Top of Supplied data

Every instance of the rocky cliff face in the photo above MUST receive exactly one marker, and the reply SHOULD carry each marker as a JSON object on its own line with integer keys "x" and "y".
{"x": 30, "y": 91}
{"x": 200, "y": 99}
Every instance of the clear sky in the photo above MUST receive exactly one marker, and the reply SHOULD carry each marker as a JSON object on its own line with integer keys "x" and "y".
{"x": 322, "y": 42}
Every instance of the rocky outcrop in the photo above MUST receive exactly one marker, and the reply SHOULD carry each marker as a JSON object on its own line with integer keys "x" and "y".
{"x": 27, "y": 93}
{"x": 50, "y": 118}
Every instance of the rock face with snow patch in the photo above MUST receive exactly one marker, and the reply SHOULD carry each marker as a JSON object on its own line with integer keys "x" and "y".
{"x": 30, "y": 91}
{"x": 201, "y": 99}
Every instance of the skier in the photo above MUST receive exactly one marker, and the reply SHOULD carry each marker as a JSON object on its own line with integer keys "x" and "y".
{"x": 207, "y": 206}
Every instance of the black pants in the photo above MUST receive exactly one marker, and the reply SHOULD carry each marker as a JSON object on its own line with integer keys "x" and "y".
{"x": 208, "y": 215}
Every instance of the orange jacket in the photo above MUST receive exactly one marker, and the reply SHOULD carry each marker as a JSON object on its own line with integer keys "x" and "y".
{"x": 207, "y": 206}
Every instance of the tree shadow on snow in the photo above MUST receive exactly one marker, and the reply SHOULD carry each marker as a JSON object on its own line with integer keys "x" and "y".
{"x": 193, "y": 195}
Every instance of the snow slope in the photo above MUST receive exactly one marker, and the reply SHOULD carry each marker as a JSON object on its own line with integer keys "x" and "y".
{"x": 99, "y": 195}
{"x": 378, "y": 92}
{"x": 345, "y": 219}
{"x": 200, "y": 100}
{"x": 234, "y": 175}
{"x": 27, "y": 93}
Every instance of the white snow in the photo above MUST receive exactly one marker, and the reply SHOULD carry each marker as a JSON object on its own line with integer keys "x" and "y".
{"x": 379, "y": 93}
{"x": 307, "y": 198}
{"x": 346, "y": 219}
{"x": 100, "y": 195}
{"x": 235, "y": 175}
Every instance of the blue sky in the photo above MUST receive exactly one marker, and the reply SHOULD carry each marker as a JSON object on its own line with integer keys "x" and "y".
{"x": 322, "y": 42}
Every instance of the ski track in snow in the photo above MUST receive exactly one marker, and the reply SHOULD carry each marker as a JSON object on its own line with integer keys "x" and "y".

Bottom of Supplied data

Your instructions: All entries above need to be copied verbatim.

Expected answer:
Every instance of the rocky cliff face in the photo above MUST receive exactly one marker, and the reply SHOULD carry each marker as a JSON object on its own line with integer keys "x" and "y".
{"x": 30, "y": 91}
{"x": 200, "y": 99}
Every instance of the clear sky in the photo above MUST receive exactly one marker, and the reply SHOULD carry each marker as a JSON object on its own line with integer keys "x" and "y".
{"x": 322, "y": 42}
Every instance of the rocky outcrop in the photo above MUST receive exactly one marker, and the reply SHOULD carry each marker as a JSON object on its own line with integer keys "x" and "y".
{"x": 27, "y": 93}
{"x": 50, "y": 118}
Every instance of the rock face with snow patch in the photo above MUST receive exactly one marker, and the reply SHOULD carry each marker as a JSON object on its own line with integer keys "x" and "y".
{"x": 30, "y": 91}
{"x": 201, "y": 99}
Every instance of the skier in the photo above MUST receive exactly one marker, and the reply SHOULD carry each marker as a JSON object on its own line with integer keys "x" and "y".
{"x": 207, "y": 206}
Every instance of the black pants in the photo above MUST receive exactly one marker, and the reply SHOULD carry each marker as a JSON object on its own line with integer keys "x" and "y".
{"x": 208, "y": 215}
Every instance of the orange jacket in the photo above MUST receive exactly one marker, and the reply SHOULD carry each marker as a JSON object on its own line with integer keys "x" and "y".
{"x": 207, "y": 206}
Every instance of the tree shadow on snow in the photo above MUST receive exactly one marker, and the reply SHOULD carry each marker as a JSON object on its own line with integer keys "x" and "y".
{"x": 193, "y": 195}
Every instance of the snow slope in the photo above MUST receive exactly one marker, and the reply SHOULD carry each marker as a JSON object on its own line with integer keys "x" and "y".
{"x": 99, "y": 195}
{"x": 378, "y": 92}
{"x": 345, "y": 219}
{"x": 200, "y": 100}
{"x": 234, "y": 175}
{"x": 27, "y": 93}
Every instance of the white snow in the photo above MUST receive exactly one marker, and the reply SHOULD carry each marker as a JSON object on its own line with integer keys "x" and "y".
{"x": 379, "y": 93}
{"x": 307, "y": 198}
{"x": 346, "y": 219}
{"x": 100, "y": 195}
{"x": 235, "y": 175}
Every instance of the blue sky in the photo above MUST receive exactly one marker, and the reply SHOULD carry each marker as a JSON object on its own line with integer keys "x" and "y".
{"x": 322, "y": 42}
Every instance of the ski track in snow in the photo above MUST receive exactly one marker, and the reply SHOULD carry each marker as a JSON object on its own line with integer keys "x" and "y".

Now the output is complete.